ROWS:
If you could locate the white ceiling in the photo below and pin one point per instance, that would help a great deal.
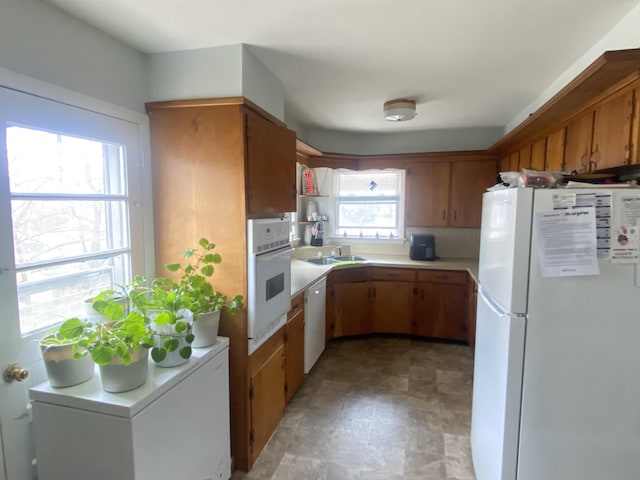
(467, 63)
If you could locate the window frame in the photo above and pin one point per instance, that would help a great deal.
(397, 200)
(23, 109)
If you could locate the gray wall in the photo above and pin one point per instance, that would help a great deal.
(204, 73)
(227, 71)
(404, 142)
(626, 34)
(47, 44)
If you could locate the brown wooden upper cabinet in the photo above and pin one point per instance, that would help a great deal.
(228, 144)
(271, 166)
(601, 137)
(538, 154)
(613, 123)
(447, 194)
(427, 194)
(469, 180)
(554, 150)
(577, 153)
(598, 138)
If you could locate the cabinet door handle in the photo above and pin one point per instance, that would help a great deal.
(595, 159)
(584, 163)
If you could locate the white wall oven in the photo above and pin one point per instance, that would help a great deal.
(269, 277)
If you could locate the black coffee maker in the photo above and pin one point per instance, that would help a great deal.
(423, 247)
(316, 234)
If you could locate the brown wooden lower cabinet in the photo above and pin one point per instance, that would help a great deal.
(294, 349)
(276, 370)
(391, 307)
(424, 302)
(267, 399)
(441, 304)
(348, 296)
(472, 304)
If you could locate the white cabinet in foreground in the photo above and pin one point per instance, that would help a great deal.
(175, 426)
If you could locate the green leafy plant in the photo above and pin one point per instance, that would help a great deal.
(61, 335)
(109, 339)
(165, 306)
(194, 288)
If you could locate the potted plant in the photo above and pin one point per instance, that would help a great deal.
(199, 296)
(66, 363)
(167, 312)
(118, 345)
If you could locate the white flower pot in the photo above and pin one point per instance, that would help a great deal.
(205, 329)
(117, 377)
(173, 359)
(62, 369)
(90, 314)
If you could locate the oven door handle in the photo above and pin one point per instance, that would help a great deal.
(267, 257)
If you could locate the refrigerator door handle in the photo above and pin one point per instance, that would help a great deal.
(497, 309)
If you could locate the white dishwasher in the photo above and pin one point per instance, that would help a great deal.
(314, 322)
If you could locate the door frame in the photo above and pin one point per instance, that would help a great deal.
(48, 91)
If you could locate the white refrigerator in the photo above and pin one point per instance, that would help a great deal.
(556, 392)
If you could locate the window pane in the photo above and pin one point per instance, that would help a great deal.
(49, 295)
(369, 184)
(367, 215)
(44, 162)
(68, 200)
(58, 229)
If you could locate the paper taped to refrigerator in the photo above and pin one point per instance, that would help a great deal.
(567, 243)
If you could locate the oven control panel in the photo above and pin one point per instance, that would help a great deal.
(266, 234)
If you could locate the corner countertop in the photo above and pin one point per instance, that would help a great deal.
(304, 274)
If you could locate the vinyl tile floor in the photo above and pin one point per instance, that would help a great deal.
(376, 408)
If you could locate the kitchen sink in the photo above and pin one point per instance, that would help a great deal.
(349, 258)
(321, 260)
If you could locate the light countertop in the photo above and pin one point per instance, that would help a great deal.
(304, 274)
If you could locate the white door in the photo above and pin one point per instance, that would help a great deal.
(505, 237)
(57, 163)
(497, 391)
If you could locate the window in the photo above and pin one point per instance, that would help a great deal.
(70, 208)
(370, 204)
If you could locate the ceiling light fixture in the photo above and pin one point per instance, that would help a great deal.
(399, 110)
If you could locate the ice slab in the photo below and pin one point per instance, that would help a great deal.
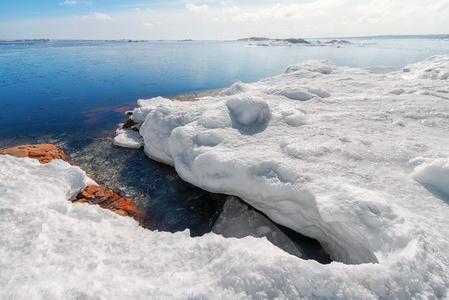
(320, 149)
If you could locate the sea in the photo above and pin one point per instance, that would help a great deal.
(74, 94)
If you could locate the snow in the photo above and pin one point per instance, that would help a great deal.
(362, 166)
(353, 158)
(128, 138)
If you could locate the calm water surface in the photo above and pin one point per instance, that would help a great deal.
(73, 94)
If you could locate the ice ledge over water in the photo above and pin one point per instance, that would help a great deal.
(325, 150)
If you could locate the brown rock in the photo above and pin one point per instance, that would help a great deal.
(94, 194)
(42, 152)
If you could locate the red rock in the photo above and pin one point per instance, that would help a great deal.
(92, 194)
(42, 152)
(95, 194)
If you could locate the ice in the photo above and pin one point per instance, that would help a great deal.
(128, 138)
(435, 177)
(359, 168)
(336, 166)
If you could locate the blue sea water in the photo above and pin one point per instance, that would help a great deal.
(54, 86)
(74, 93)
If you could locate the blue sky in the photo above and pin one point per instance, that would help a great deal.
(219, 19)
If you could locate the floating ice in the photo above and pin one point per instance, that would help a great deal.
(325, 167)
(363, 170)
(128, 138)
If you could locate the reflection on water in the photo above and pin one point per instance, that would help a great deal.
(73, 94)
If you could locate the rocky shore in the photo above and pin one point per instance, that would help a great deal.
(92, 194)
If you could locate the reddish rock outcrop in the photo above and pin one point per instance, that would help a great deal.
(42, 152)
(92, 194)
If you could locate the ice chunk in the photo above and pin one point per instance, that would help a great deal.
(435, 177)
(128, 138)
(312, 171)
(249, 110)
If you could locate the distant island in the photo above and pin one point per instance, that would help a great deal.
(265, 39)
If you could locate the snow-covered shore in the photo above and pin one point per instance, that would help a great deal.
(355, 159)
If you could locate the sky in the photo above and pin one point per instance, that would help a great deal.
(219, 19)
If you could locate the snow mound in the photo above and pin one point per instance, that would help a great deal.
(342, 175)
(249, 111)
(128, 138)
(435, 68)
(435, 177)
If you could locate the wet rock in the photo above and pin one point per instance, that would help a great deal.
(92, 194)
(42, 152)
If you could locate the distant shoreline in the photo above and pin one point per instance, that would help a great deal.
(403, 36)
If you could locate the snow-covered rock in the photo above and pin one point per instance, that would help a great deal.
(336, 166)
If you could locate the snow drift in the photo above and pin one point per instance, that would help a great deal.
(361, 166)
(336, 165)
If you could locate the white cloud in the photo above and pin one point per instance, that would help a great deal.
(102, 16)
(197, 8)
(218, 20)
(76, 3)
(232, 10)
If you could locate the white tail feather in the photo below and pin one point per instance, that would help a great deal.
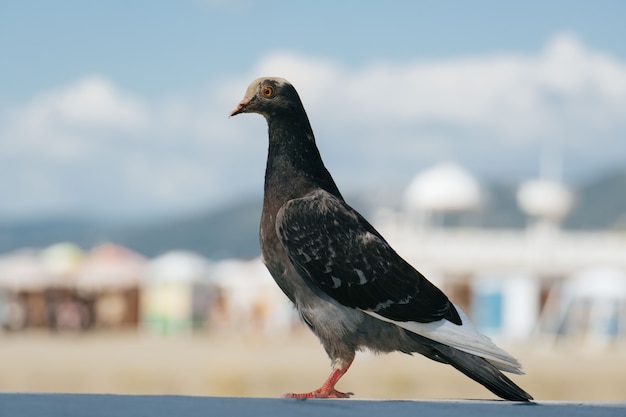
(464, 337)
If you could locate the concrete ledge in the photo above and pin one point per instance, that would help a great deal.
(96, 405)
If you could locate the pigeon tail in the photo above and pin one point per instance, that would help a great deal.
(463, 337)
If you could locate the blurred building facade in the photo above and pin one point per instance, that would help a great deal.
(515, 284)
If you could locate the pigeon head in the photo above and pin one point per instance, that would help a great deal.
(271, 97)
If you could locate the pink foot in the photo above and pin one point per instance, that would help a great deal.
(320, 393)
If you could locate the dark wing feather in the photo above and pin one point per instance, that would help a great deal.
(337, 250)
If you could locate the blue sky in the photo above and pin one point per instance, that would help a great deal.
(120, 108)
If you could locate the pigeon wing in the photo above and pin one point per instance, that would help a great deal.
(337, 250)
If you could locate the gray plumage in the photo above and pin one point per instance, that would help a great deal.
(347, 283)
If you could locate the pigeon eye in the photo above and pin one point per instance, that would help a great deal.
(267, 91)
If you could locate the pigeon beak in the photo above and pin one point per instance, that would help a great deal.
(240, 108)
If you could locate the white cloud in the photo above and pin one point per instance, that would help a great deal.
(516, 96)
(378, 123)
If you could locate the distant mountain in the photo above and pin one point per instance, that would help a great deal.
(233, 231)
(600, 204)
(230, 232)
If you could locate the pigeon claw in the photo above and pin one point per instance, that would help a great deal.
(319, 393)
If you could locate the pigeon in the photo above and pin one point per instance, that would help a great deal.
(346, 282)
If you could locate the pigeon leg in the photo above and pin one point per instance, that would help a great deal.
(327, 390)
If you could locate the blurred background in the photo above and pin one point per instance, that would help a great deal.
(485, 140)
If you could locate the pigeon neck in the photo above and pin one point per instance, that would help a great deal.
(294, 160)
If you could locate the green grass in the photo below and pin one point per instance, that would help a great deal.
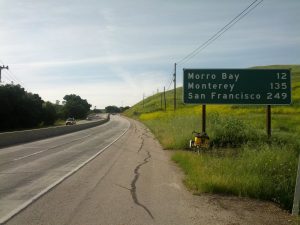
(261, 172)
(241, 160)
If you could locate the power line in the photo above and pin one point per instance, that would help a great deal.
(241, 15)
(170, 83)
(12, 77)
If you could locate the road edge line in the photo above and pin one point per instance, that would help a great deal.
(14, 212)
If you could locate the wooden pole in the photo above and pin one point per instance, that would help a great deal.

GIVEN TASK: Shift every coordinate by adding 11 to both of its numbers, then write out again, text lines included, the part of the items that runs from the line containing "If you could locate the power" through the end of the items.

RESPONSE TO THIS EXERCISE:
If you could locate the power line in the photo above and pin one point per instance, that would help a great deal.
(252, 26)
(181, 94)
(23, 88)
If you could locate the road edge line in the photo above and pin one point per instance, that would help a great deal.
(25, 223)
If you could locate the wooden pole in the photo above and pin one point per instance, that would help a great deal.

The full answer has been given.